> _TASK TO CARRY OUT_
Copy verbatim the records starting at the line containing "Robotic arm calibration step: the camera sees the following" and ending after the line containing "[243,184,450,299]", with both of those lines included.

> _DATA ROWS_
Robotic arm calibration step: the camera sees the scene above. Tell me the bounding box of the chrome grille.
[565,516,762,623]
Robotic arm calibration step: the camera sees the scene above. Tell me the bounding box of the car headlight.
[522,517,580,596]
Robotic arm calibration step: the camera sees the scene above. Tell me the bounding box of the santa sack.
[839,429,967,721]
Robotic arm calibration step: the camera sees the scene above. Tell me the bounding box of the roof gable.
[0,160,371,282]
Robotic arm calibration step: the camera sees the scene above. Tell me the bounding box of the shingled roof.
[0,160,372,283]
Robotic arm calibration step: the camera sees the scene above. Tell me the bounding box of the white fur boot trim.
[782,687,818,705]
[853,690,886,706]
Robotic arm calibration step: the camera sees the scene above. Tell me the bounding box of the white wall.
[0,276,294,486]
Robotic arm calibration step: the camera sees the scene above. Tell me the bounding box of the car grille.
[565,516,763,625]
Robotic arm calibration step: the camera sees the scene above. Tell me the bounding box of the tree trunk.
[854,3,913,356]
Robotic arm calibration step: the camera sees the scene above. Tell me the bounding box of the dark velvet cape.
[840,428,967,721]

* * *

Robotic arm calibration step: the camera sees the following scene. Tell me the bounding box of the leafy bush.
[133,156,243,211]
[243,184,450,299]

> _THE RESPONSE_
Robotic arm calibration step: the camera sees the following scene. Tell me the bounding box of the leafy bush.
[133,156,243,211]
[243,184,450,299]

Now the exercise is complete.